- Stated goal -
Turn the lines of data from the one holding "The function indicates a point for each instance of the upper" through the one holding "The function indicates a point for each instance of the sink", inclusive, into a Markdown table with the columns No. and Entry. Number each line in No., put its text in Entry, and skip any blank lines.

- Material shown -
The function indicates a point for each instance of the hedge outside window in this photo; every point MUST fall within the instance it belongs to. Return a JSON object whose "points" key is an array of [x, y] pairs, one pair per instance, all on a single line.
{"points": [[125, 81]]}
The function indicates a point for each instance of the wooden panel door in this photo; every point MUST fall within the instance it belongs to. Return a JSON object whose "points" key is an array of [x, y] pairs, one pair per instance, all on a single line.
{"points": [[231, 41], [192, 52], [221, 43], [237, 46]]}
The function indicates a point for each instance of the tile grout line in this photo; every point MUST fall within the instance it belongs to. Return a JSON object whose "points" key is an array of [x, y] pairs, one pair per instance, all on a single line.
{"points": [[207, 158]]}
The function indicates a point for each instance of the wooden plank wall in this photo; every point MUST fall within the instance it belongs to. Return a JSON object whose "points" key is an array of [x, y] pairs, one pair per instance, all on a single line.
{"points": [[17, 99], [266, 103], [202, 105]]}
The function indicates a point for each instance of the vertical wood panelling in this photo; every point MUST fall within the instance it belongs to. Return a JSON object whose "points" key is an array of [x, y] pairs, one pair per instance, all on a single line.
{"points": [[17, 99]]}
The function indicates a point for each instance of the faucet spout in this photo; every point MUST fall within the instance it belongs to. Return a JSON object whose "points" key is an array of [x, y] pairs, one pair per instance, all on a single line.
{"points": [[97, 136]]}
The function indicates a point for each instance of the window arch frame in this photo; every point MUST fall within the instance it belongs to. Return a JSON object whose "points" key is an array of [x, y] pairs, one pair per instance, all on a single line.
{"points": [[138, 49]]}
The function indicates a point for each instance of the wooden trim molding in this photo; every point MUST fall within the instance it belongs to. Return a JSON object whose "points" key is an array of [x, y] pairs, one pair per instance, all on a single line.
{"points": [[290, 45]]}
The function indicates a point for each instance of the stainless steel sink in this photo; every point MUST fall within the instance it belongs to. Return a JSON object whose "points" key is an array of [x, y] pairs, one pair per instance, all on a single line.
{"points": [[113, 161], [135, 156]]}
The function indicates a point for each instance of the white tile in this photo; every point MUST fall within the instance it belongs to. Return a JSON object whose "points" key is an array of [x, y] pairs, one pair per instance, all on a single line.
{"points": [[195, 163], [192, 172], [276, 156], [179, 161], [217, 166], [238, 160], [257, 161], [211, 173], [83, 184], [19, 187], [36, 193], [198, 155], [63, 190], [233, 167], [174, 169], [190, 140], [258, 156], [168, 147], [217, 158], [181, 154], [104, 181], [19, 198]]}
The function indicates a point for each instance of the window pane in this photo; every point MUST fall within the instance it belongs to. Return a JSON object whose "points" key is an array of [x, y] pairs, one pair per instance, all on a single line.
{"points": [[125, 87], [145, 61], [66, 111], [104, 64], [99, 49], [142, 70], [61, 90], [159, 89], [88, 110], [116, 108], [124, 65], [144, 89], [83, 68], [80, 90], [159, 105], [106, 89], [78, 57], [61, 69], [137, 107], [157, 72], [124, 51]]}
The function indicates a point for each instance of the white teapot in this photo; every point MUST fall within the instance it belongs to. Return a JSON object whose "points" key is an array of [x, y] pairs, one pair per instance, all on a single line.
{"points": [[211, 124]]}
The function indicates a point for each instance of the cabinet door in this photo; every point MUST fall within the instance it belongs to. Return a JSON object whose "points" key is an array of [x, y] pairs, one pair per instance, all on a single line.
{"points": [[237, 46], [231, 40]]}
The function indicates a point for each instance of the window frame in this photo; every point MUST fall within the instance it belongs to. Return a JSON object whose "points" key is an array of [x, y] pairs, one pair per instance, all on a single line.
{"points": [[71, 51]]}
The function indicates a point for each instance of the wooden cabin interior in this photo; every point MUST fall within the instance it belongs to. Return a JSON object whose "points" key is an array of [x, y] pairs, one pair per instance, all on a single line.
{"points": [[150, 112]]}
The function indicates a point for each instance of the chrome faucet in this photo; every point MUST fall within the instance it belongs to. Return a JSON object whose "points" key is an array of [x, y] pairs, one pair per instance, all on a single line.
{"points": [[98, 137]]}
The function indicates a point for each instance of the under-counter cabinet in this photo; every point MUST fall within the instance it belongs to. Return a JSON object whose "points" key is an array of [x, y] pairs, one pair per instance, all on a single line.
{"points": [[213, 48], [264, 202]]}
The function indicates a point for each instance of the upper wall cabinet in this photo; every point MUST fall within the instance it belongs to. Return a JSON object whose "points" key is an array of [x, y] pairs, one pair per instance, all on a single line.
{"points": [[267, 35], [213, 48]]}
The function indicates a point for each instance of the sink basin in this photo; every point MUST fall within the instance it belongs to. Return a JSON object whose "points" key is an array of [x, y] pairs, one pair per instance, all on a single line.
---
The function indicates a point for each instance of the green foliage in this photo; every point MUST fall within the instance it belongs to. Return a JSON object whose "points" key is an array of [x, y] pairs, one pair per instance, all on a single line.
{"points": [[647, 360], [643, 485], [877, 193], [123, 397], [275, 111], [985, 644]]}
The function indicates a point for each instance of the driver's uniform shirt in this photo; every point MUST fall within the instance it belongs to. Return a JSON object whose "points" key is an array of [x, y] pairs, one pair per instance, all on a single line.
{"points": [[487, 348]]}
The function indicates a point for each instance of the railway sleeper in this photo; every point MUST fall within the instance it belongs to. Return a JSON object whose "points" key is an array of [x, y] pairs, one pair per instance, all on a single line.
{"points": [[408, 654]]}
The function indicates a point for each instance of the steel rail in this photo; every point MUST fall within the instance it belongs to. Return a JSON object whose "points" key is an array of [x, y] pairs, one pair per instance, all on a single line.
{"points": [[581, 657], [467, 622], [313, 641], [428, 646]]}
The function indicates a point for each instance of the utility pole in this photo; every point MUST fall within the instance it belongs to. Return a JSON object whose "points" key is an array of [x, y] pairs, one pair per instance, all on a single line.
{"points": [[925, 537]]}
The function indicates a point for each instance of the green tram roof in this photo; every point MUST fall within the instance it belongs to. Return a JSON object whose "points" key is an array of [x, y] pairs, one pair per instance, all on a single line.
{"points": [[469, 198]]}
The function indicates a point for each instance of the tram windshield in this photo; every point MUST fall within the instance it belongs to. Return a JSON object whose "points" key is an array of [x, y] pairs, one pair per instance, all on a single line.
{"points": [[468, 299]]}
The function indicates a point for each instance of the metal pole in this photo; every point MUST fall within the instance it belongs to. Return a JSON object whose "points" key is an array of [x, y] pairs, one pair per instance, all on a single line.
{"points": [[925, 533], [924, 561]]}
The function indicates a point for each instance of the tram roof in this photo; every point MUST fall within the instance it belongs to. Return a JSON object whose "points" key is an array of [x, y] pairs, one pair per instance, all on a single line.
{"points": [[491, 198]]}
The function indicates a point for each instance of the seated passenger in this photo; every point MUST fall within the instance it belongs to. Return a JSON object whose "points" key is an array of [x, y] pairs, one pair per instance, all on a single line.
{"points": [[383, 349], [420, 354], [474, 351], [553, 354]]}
--
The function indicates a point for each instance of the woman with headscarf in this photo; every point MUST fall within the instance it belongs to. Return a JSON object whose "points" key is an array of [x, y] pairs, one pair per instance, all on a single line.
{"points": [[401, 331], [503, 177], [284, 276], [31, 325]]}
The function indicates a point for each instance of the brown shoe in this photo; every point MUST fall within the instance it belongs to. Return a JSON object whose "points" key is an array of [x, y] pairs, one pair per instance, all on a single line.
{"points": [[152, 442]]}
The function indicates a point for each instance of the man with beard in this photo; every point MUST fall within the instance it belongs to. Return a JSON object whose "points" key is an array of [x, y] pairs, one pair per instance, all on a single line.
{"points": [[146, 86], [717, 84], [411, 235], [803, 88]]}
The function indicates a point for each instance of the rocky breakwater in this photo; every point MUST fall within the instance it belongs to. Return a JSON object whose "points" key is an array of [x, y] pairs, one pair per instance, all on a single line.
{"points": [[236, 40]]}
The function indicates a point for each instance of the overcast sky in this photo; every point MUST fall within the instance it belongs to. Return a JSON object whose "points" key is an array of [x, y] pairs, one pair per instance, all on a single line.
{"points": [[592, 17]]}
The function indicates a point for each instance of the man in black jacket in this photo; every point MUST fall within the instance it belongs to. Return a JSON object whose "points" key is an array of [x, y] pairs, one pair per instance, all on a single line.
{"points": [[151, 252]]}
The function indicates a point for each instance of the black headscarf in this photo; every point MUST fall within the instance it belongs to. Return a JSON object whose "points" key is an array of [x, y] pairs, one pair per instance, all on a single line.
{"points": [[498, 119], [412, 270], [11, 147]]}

- Response below -
| No. | Entry |
|---|---|
| 1 | The function indicates a point for each instance of the upper wall cabinet in this photo; every point MUST fall within the instance it belongs to. Return a JSON object whose "points" key is an array of [x, y] pairs, one pair per instance, all on a single line. |
| 2 | {"points": [[267, 35], [213, 48]]} |
| 3 | The function indicates a point for each instance of the sink basin in this photo; every point MUST fall within the instance it belongs to. Return a JSON object whose "points" key is an array of [x, y] pairs, one pair per instance, all on a single line. |